**TASK**
Reformat the lines of each item below as a numbered list, dropping any blank lines.

**THE INPUT**
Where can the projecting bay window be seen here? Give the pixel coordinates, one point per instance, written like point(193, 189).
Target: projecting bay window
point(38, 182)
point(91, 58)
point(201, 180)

**THE COMPLETED TASK**
1. Where can the projecting bay window be seen here? Give the pixel coordinates, one point per instance, written like point(193, 189).
2. Target: projecting bay window
3. point(38, 182)
4. point(91, 58)
5. point(201, 180)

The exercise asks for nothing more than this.